● **What this task involves**
Extract every line of the entries below verbatim, leaving out the pictures.

● **Material for the task**
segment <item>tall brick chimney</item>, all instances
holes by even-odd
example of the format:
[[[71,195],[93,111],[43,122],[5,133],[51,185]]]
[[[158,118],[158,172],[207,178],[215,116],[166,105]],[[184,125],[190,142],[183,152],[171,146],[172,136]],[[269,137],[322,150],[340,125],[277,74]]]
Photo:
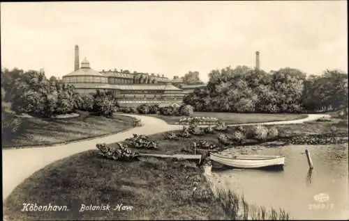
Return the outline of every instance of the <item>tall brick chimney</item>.
[[[80,60],[79,60],[79,46],[75,45],[75,59],[74,59],[74,71],[77,71],[79,69]]]
[[[255,69],[260,69],[260,52],[255,51]]]

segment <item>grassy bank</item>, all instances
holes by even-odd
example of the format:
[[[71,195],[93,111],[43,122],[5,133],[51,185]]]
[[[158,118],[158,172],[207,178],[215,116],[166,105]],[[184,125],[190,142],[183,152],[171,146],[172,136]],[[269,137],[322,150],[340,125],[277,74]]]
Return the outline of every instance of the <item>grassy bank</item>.
[[[21,118],[24,131],[3,138],[2,147],[50,145],[117,133],[133,126],[133,118],[114,115],[111,118],[79,112],[67,119]]]
[[[6,199],[3,213],[6,220],[231,220],[243,218],[237,214],[238,206],[231,206],[240,201],[232,193],[221,191],[215,197],[194,162],[152,157],[113,161],[91,150],[57,161],[27,179]],[[23,203],[66,206],[67,211],[21,211]],[[120,204],[132,209],[114,210]],[[109,205],[110,209],[80,211],[82,204]],[[248,214],[255,214],[250,211]],[[266,214],[265,219],[271,217]]]
[[[244,126],[246,131],[251,126]],[[265,140],[258,140],[254,139],[244,139],[241,145],[228,145],[226,148],[246,145],[262,145],[267,144],[269,141],[277,141],[290,140],[299,136],[307,136],[311,135],[318,135],[324,136],[347,136],[348,133],[348,124],[345,121],[340,119],[332,119],[330,121],[314,121],[308,122],[304,124],[280,124],[280,125],[267,125],[267,128],[274,127],[279,131],[276,137],[272,139]],[[179,140],[168,140],[165,138],[166,133],[156,133],[149,136],[149,138],[154,140],[158,146],[157,149],[142,149],[142,153],[156,153],[163,154],[184,154],[181,150],[185,147],[189,147],[195,140],[205,140],[218,145],[218,134],[223,133],[228,136],[233,134],[235,131],[235,126],[229,126],[225,131],[214,131],[214,133],[205,133],[202,136],[192,135],[191,138],[179,137]],[[178,131],[172,131],[178,133]],[[116,143],[111,144],[112,146],[117,146]],[[200,154],[200,153],[199,153]]]
[[[131,163],[89,151],[61,160],[20,184],[5,202],[9,220],[154,220],[224,217],[220,204],[193,194],[209,188],[194,162],[140,158]],[[21,212],[23,202],[67,206],[68,211]],[[128,211],[85,211],[81,204],[132,206]]]
[[[182,116],[165,116],[157,114],[149,115],[165,120],[170,124],[179,122]],[[267,113],[236,113],[216,112],[194,112],[191,117],[212,117],[228,124],[269,122],[274,121],[292,120],[306,117],[302,114],[267,114]]]

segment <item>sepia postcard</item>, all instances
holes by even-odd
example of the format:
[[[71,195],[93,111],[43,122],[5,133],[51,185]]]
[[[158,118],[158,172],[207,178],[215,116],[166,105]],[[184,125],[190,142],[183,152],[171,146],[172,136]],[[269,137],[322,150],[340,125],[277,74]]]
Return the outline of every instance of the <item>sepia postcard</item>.
[[[348,220],[346,9],[1,2],[3,220]]]

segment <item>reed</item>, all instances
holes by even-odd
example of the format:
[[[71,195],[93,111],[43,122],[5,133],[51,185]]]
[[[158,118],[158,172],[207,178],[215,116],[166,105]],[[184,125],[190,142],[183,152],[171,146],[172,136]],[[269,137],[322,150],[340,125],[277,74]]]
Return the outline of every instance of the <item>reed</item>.
[[[209,181],[211,187],[212,183]],[[225,219],[241,220],[289,220],[289,214],[283,208],[279,211],[274,208],[267,210],[264,206],[248,204],[244,195],[239,195],[231,190],[213,189],[225,213]]]

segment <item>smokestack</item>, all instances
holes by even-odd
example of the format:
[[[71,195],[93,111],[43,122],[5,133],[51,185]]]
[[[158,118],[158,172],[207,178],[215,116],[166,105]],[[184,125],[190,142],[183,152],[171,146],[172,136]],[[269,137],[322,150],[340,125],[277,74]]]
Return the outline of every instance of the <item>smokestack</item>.
[[[255,51],[255,69],[260,69],[260,52]]]
[[[79,46],[75,45],[74,71],[77,71],[80,69],[79,63],[80,63],[80,61],[79,61]]]

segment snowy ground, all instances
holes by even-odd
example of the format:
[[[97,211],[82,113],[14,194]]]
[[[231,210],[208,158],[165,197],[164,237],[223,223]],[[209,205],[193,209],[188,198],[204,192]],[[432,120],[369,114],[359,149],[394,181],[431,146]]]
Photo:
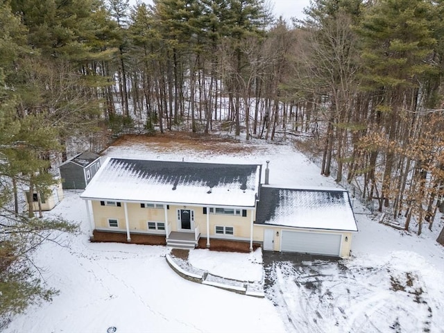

● **Expected answer**
segment <item>tall brick chimney</item>, all instances
holes by even-odd
example of the format:
[[[71,195],[93,111],[43,122],[5,133],[51,185]]]
[[[158,118],[158,172],[207,178],[215,116],[166,105]],[[184,125],[190,142],[183,152],[171,146],[172,136]],[[269,137],[322,150],[340,125],[277,74]]]
Photo:
Return the outline of every instance of the <item>tall brick chimney</item>.
[[[80,60],[79,60],[79,46],[75,45],[75,59],[74,59],[74,71],[77,71],[79,69]]]
[[[255,69],[260,69],[260,52],[255,51]]]

segment <item>grassy bank</item>, all instances
holes by even-odd
example of the format:
[[[71,195],[93,111],[43,122],[5,133],[51,185]]]
[[[158,118],[158,172],[207,178],[215,116],[166,105]],[[184,125],[190,142],[183,152],[171,146],[172,136]],[[269,137],[322,150],[340,125],[277,74]]]
Return the outline of every instance of the <item>grassy bank</item>.
[[[21,118],[24,131],[3,138],[2,147],[50,145],[117,133],[133,126],[133,118],[114,115],[111,118],[79,112],[67,119]]]
[[[6,199],[3,213],[6,220],[231,220],[243,218],[237,214],[238,206],[231,206],[240,201],[232,193],[221,191],[215,197],[194,162],[152,157],[113,161],[91,150],[57,161],[27,179]],[[23,203],[66,206],[67,211],[21,211]],[[120,204],[132,209],[114,210]],[[109,205],[110,209],[80,211],[82,204]],[[248,214],[255,214],[250,211]],[[266,214],[265,219],[271,217]]]
[[[244,126],[246,131],[251,126]],[[265,140],[258,140],[254,139],[244,139],[241,145],[228,145],[226,148],[246,145],[262,145],[267,144],[269,141],[277,141],[290,140],[299,136],[307,136],[311,135],[318,135],[324,136],[347,136],[348,133],[348,124],[345,121],[340,119],[332,119],[330,121],[314,121],[308,122],[304,124],[280,124],[280,125],[267,125],[267,128],[274,127],[279,131],[276,137],[272,139]],[[179,140],[168,140],[165,138],[166,133],[156,133],[149,136],[149,138],[154,140],[158,146],[157,149],[142,149],[142,153],[156,153],[163,154],[184,154],[181,150],[185,147],[189,147],[195,140],[205,140],[218,145],[218,134],[223,133],[228,136],[233,134],[235,131],[235,126],[229,126],[225,131],[214,131],[214,133],[205,133],[202,136],[192,135],[191,138],[179,137]],[[178,131],[172,131],[178,133]],[[116,143],[111,144],[112,146],[117,146]],[[200,154],[200,153],[199,153]]]
[[[131,163],[89,151],[61,160],[20,184],[5,202],[9,220],[154,220],[224,217],[220,204],[193,194],[209,188],[194,162],[140,158]],[[21,212],[23,202],[67,206],[68,211]],[[128,211],[85,211],[81,204],[132,206]]]
[[[182,116],[165,116],[157,114],[149,115],[165,120],[170,124],[179,122]],[[267,113],[236,113],[216,112],[194,112],[191,117],[212,117],[228,124],[269,122],[274,121],[292,120],[306,117],[302,114],[267,114]]]

segment <item>sepia postcard</item>, all instances
holes by even-odd
example of the format:
[[[71,195],[93,111],[43,122],[5,133],[51,185]]]
[[[158,118],[158,172],[207,178],[215,116],[166,105]],[[184,125],[190,142],[183,152],[171,146],[172,136]],[[269,137],[322,150],[340,125],[277,74]]]
Return the outline of every instance of the <item>sepia postcard</item>.
[[[348,220],[346,9],[1,2],[3,220]]]

segment <item>reed</item>, all instances
holes by even-odd
example of the format:
[[[71,195],[93,111],[43,122],[5,133],[51,185]]]
[[[158,118],[158,172],[207,178],[215,116],[166,105]],[[184,125],[190,142],[183,152],[171,146],[172,136]],[[269,137],[322,150],[340,125],[277,74]]]
Return the outline of every instance of the <item>reed</item>.
[[[209,181],[211,187],[212,183]],[[225,219],[241,220],[289,220],[289,214],[283,208],[279,211],[274,208],[267,210],[264,206],[248,204],[244,195],[239,195],[231,190],[213,189],[225,213]]]

segment <item>smokestack</item>, all instances
holes by even-odd
example of the format:
[[[71,195],[93,111],[43,122],[5,133],[51,185]]]
[[[158,118],[158,172],[207,178],[215,116],[166,105]],[[184,125],[190,142],[183,152],[171,146],[172,136]],[[269,137],[322,150],[340,125],[277,74]]]
Return the outline of every instance of the <item>smokestack</item>.
[[[255,51],[255,69],[260,69],[260,52]]]
[[[79,46],[75,45],[74,71],[77,71],[80,69],[79,63],[80,63],[80,61],[79,61]]]

segment snowy ground, all instances
holes by even-odd
example of the format:
[[[97,211],[82,113],[14,194]]]
[[[231,210],[208,158],[165,197],[164,237],[223,223]],[[209,205],[193,209],[188,198],[204,192]],[[432,120],[369,114],[359,149],[394,181],[431,146]]]
Photo:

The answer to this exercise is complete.